• Questions:
**1)** Answer these questions about the discussion of words and concepts in Christian theology:
(a) According to the discussion, what do most Americans say when asked on the street to define "gospel"?
(b) What name is offered for the experience of fighting sin as a Christian, in place of "sanctification"?
(c) How many years has the student served in a pastoral role in the local church?
**2)** Carry on the discussion of words and concepts in Christian theology from where it stops.

Dr. Pratt: You have one wife; you've got four terms for her, right? Yes. And it's the same kind of thing in almost every single realm of language that a concept can be described in different ways. It can be talked about in words and phrases that are different, and sometimes this becomes extremely important in Christian theology, because if we act as if one word and one concept are always connected to each other, then we think that a person disagrees with us if they don't use the same word that we're using. And the reality is they can actually be in agreement and not use the same words with us. Here the problem is that different traditions in the Christian church have gotten used to using words with association with certain concepts, and so as traditions in the body of Christ have sort of come apart from each other, they've developed like language dialects. Okay? They've developed their own special terminology, and then when they try to talk to each other, they're talking past each other. Very often, not always, but very often, we have a lot more conceptual unity even though our vocabulary many not reflect it. Have you ever seen that happen? You've been on the mission field before. You ever seen groups that talk right past each other? I have certainly. That's for sure.
Student: But I even see it in the local church because you have a variety of age groups there where words have different meanings, and so what's the role of the pastor in that?
Dr. Pratt: Yeah, the pastor's got to know what the various dialects are, doesn't he? Do you know what most Americans today when they're asked on the street what's the definition of gospel, do you know what they say? A genre of music. It's a type of religious music. And so when you stand up in the pulpit and say, the gospel of Jesus Christ, if the person isn't indoctrinated into your jargon, they're not going to know what you're talking about. They're using the same word as you, but their concept is very different from your concept of what gospel is. And so now you've got a problem. And when you take Christian denominations and you're trying to get them to come together, they are not — I can almost guarantee this — they're not going to give up their words because these become sacred items, and we get to the point where we think that the words we use, the phrases we use to describe an idea, are locked in and they're inseparable. And so they're not going to give up the words because they feel like they'll be losing their ideas then. But if we can start learning how to say these same ideas in different ways, then we may find ourselves a whole lot better off cooperating with each other, which we need to do a whole lot more in the way that the world is going these days.
I mean, take for example the word sanctified. You know, are you sanctified? If you as a Christian that, they're going to answer yes or no, maybe, depending on what denomination they're from. And that's a big problem, because a lot of people will say very sincerely, no, I'm not sanctified. And other people well say, yes I am sanctified. And they'll mean all kinds of different things by that. That's the one word having many meanings. But now, if you ask the concept question the opposite way, if you look at it the opposite way, you could ask somebody, do you struggle with sin even though you're a Christian? Well, I don't know a Christian that wouldn't say yes to that to some degree, in some way. All of a sudden, we've got a unity. Now we're not going to call that sanctification because different Christian groups use the word sanctification in different ways. So you can't use that term to describe it. You might call it the Christian struggle with sin. Alright, now we're talking a little more unity about this. And so it's just a matter of the flexibility creating opportunities for Christians to communicate across lines that seem impenetrable, and it's often just because of that vocabulary difference.
Student: Okay, I'm being really challenged here. I've been in the local church in a pastoral role for 30 years. Are you saying that I need to figure out how to preach differently, how to communicate differently today than I did then?

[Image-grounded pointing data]
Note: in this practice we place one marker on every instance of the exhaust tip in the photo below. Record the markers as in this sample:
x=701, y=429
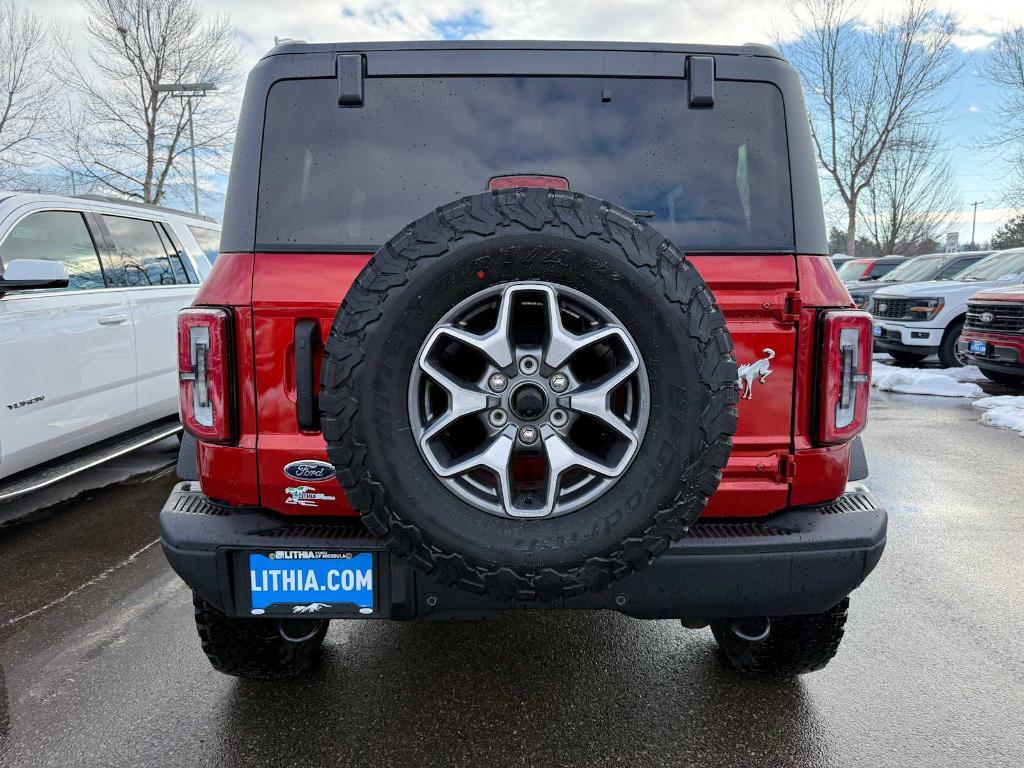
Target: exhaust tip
x=753, y=630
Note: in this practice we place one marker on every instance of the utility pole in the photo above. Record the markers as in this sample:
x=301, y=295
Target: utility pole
x=188, y=91
x=974, y=221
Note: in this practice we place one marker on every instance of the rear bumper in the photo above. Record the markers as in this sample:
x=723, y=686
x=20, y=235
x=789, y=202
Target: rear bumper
x=802, y=560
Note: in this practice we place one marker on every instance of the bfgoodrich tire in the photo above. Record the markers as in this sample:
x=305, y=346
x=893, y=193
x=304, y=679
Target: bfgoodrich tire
x=563, y=242
x=256, y=647
x=795, y=645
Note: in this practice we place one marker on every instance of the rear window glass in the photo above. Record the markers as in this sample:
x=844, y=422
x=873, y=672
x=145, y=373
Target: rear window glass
x=711, y=179
x=209, y=241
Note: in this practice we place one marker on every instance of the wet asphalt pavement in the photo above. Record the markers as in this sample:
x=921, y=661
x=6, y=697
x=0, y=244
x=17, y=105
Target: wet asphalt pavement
x=99, y=664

• Responses by item number:
**1)**
(a) A genre of music, a type of religious music.
(b) The Christian struggle with sin.
(c) 30 years.

**2)**
Dr. Pratt: That's exactly what I'm saying. Because I'm saying that what you want to do, unless your job is simply to reach the people that have already been reached and just dig them in deeper into the hole that you've dug them into already. If your goal is to reach the lost, if your goal is to reach people who haven't been churched in your own church forever, then you have to preach to people on a conceptual level and not so much on the technical term level. Because they will all have terms for these things. I'll give you an example. I did an evangelistic week (actually, I did 2 weeks) in a rural village in England, and the vicar there of an Anglican church who was a good friend of mine, he said, "Richard, don't use the word sin. I said, well, how am I going to have an evangelistic campaign and not use the word sin? And he said, you don't understand. In England, the word sin for most people simply means murderer, rapist, horrible things like that. Most people don't associate the word sin with the normal foibles that people have, of shortcomings that they have. They would call those shortcomings or just being human. And so he said, if you say you're a sinner, those people out there are going to say, no I'm not, I haven't murdered anybody, and very sincerely. They're not trying to avoid the issue, just very sincerely.
So what I had to do was find ways to talk about the shortcomings of people and how people don't measure up to God's standard of perfection and things like that, that brought the concept out rather than sticking with the traditional term, because the traditional term is just an English word. That's all it is. And happily, they were speaking English so I could use it. But I would have been miscommunicating because their concept of what a sinner is and what sin is, is so different than what my church and what my branch of the church says sin is, because we say sin is any want of conformity to or transgression of the law of God. Well, great. Put that definition out there and see how it goes. But when you talk about sin being an imperfection, okay, even the British will agree they're not perfect and that God only accepts perfection, and that Jesus was perfect. Alright? We finally found a term that related to a concept that was a whole lot more fruitful than me just standing up there defining what the word sin means over and over and over by my catechism or whatever.
Student: Okay, I don't want to leave here depressed today. In our church, people generally come in from maybe three or four different backgrounds or churches, denominations, and then new people. To communicate to all of those people seems like an impossible task. Is there more to it?
Dr. Pratt: It's not an easy task, especially if you're trying to reach across age barriers, too. My own personal goal for preaching is that the 10-year-olds can understand it. If they can't understand it, I assume nobody else can. And I know that's kind of a low threshold, but I do believe that is for me the threshold. I mean, that's where I feel comfortable with it. I try to avoid any technical terms or any special definitions that go beyond about what a 10-year-old can get, because I figure that that means most of the adults might be able to tune in too if they want it. It is hard, but it's why pastors have to know their people. They have to know and diagnose their people, and they can't stand up there and be effective for their people if they're just preaching to themselves and to maybe the handful of other pastors and trained professional theologians that are out there. This difference between words and concepts is very important. One term can be many concepts, and one concept can be represented by many terms, and that reality is the reality of human language, and if we don't buy into that and learn to handle that — it's not just a matter of theory, it's how to handle that reality — then we're going to be sunk.
Student: And I think that perhaps we can have comfort, too, that God the Holy Spirit takes the word and the concept and applies it to the heart even when I don't communicate it.
Dr. Pratt: That's right, of course. All communication is weak apart from the power of the Spirit to do it. Thanks for saying that, because that's very important. You do the best you can, and then you trust God to go beyond it. How's that? That's effective preaching. That's right.
Student: Richard, I think we agree that theologians are all trying to create technical vocabulary, but what makes us think that the Bible's not doing that also?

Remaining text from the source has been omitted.